[GIVEN ENTRIES Boundary: Start]
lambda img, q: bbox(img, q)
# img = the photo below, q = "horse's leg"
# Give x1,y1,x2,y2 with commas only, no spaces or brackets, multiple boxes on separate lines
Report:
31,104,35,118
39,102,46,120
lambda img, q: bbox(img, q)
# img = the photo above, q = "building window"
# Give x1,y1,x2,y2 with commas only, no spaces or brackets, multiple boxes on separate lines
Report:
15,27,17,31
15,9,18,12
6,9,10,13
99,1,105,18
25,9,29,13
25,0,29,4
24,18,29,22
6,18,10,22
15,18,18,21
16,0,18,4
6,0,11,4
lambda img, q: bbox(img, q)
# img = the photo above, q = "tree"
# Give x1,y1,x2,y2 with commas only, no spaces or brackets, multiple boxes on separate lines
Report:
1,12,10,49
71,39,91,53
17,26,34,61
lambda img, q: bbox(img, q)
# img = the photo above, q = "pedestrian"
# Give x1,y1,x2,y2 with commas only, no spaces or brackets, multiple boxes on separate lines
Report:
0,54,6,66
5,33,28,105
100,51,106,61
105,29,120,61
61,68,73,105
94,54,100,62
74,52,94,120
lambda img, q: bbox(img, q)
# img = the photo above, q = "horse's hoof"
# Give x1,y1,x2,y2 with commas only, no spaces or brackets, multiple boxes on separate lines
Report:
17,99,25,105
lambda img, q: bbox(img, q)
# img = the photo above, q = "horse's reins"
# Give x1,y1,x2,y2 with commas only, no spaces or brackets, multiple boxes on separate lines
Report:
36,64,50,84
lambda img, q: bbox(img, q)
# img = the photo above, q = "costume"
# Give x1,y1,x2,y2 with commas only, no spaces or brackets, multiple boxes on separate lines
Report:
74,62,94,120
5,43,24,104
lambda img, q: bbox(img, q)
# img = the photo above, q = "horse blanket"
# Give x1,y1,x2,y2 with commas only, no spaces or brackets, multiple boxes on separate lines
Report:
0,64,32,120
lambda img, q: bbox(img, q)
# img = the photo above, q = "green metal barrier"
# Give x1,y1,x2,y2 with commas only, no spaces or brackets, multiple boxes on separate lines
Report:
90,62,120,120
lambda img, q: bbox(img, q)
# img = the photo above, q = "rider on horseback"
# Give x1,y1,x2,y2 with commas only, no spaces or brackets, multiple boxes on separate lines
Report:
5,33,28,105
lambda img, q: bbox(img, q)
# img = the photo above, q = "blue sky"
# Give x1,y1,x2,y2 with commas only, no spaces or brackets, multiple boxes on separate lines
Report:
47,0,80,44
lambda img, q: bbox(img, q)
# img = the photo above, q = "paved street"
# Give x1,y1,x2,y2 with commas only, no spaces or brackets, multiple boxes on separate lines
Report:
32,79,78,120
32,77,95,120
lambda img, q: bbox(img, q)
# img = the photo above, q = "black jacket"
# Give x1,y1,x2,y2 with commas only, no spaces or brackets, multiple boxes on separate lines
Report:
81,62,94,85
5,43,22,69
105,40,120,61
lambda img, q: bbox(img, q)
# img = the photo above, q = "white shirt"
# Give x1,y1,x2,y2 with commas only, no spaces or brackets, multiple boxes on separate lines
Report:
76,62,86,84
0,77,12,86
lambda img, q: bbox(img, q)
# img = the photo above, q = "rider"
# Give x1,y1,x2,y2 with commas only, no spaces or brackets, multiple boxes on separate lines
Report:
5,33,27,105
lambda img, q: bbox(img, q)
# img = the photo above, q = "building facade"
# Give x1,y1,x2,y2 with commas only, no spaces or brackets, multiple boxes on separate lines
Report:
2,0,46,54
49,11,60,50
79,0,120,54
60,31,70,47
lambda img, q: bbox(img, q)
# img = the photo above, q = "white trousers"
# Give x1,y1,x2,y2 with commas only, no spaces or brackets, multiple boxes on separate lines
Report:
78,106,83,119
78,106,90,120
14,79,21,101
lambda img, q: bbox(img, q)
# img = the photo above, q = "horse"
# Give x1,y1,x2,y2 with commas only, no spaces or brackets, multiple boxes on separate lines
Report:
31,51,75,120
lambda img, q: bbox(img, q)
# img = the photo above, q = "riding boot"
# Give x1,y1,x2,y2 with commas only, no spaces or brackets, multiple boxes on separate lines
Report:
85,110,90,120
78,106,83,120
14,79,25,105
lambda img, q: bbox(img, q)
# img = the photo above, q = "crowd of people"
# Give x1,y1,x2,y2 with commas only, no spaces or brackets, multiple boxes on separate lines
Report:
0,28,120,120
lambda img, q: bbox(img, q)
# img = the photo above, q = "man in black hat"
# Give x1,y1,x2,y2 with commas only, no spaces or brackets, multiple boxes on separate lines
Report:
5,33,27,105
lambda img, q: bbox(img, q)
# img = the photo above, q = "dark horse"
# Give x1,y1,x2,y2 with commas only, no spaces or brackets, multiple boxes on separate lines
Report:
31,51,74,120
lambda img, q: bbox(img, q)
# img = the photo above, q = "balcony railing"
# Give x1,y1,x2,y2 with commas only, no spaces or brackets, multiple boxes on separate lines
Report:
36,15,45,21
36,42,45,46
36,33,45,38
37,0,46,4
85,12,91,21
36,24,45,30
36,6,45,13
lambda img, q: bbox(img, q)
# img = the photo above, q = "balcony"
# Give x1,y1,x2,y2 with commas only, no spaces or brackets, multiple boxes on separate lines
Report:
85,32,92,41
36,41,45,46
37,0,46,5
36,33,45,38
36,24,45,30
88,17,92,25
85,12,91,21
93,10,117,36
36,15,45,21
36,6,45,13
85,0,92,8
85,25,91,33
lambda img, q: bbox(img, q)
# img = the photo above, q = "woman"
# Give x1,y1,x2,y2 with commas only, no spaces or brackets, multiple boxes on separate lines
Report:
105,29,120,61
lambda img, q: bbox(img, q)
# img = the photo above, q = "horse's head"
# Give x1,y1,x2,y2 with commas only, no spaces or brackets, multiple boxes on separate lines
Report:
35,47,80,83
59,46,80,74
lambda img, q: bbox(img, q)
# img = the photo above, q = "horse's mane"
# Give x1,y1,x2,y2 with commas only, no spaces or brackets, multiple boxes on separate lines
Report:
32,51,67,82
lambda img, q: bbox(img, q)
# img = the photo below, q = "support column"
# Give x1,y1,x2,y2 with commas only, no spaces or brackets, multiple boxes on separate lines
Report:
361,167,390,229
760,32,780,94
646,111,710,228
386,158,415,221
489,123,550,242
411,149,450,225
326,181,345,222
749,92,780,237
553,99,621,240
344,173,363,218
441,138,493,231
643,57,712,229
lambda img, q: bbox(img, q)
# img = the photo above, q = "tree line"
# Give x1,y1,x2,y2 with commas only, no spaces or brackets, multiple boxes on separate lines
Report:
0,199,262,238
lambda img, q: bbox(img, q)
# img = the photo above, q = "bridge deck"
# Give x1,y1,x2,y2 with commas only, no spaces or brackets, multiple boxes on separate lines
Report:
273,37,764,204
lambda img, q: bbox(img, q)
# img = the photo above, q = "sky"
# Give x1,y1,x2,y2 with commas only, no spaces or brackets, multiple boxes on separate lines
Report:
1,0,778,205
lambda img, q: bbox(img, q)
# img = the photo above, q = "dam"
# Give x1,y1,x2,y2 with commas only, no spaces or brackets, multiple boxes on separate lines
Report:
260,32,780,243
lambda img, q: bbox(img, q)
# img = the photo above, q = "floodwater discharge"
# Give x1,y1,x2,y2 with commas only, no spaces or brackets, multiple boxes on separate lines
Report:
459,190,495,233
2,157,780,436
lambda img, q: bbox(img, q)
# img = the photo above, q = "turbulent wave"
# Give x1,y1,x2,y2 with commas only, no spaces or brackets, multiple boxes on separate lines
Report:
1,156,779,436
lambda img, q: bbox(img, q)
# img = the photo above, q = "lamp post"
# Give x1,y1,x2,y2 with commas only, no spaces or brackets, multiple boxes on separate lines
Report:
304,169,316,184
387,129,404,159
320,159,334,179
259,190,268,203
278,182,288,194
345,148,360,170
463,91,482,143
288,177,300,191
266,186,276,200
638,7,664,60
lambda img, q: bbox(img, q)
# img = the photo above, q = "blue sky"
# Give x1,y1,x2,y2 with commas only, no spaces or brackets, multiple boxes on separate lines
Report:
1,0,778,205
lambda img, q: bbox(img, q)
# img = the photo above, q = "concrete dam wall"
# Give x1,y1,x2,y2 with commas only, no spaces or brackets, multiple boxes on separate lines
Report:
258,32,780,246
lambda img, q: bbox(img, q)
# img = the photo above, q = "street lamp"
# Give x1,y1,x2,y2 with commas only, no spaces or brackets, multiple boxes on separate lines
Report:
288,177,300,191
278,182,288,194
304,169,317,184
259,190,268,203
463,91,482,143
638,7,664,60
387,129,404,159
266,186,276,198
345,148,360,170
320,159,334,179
[GIVEN ENTRIES Boundary: End]
WHAT YOU SHOULD DO =
Using the records above, report the number of lines that include the string "balcony", with nothing added.

TASK SOLUTION =
2